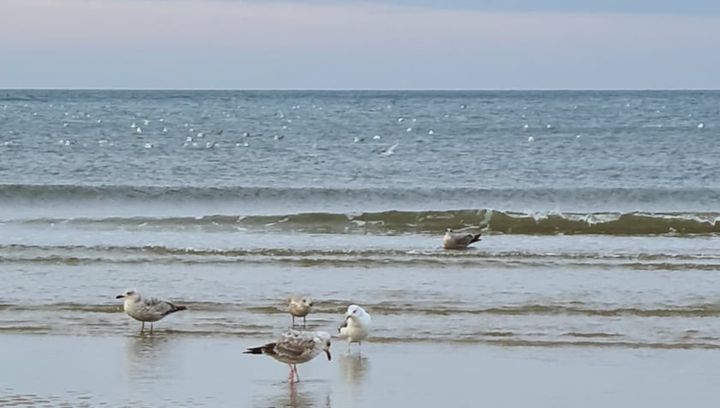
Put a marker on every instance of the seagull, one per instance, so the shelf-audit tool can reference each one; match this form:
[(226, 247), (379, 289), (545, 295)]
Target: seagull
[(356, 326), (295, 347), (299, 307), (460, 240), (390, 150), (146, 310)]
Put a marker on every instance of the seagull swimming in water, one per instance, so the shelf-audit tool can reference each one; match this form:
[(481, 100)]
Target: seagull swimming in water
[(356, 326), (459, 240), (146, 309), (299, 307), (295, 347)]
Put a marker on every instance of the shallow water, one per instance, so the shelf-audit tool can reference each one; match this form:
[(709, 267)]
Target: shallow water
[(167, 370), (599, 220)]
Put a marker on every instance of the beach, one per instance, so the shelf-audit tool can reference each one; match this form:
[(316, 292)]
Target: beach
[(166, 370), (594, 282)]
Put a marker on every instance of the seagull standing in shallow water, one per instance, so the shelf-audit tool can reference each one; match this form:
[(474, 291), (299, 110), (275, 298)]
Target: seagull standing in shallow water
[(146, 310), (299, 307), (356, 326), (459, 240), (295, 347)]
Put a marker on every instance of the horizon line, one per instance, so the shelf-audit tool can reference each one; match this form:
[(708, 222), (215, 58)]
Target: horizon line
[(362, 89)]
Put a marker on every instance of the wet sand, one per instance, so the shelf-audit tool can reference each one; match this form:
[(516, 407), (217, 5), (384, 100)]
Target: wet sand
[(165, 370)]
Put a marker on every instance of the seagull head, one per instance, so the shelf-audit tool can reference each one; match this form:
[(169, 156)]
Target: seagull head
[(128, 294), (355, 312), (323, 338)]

========

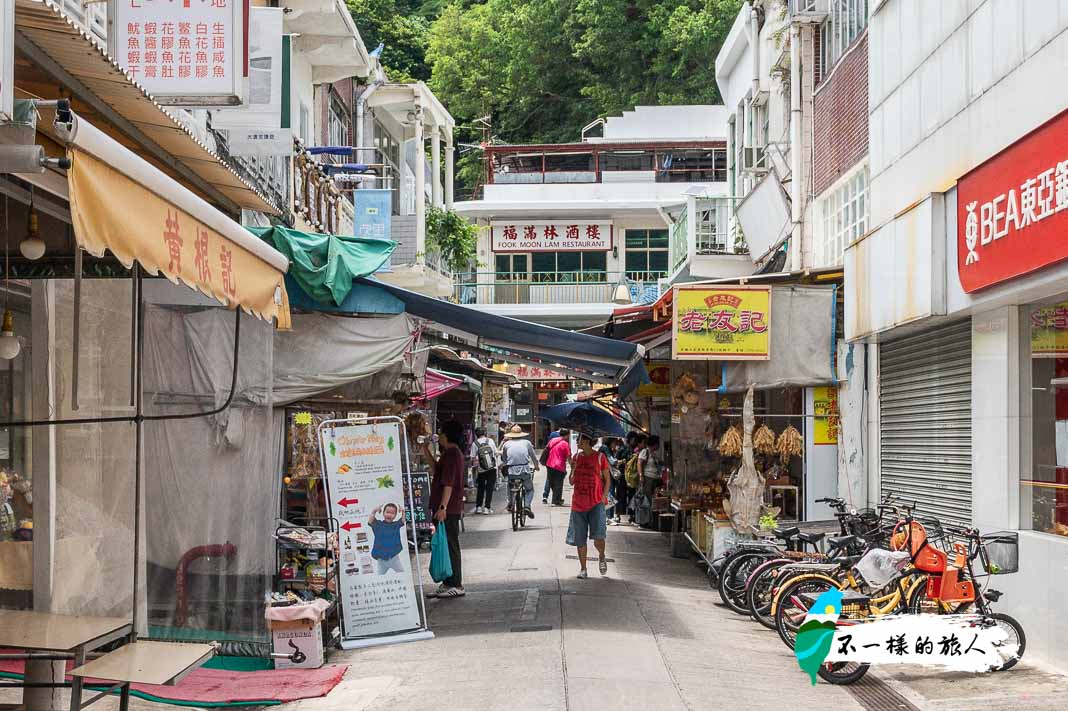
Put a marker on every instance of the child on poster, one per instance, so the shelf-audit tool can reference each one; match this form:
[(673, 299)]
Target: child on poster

========

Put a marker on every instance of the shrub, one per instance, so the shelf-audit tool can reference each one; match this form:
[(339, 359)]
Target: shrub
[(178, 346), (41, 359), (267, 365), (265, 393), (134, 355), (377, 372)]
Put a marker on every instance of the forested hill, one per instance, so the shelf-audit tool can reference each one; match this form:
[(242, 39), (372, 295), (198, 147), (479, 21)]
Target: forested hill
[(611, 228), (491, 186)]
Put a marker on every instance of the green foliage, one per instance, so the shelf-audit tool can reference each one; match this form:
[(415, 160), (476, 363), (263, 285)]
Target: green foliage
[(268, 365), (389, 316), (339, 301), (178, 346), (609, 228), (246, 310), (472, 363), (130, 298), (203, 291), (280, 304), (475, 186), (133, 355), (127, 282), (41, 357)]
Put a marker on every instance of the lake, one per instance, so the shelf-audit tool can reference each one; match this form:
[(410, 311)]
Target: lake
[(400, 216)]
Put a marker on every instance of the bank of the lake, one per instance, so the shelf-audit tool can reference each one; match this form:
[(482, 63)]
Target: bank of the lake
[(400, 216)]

========

# TASK TO CARRY OUT
Could you copy out, word for word, the lines from the one containing "Put a marker on every instance of the shrub, one" through the one containing "355), (377, 372)]", with both of those lines included?

# WORKED ANSWER
Put a marker on every instance of the shrub, one per instance, so the shelf-audit tool can reference each one; match this form:
[(339, 359)]
Target: shrub
[(178, 346), (41, 359), (267, 365), (265, 393), (134, 355), (377, 372)]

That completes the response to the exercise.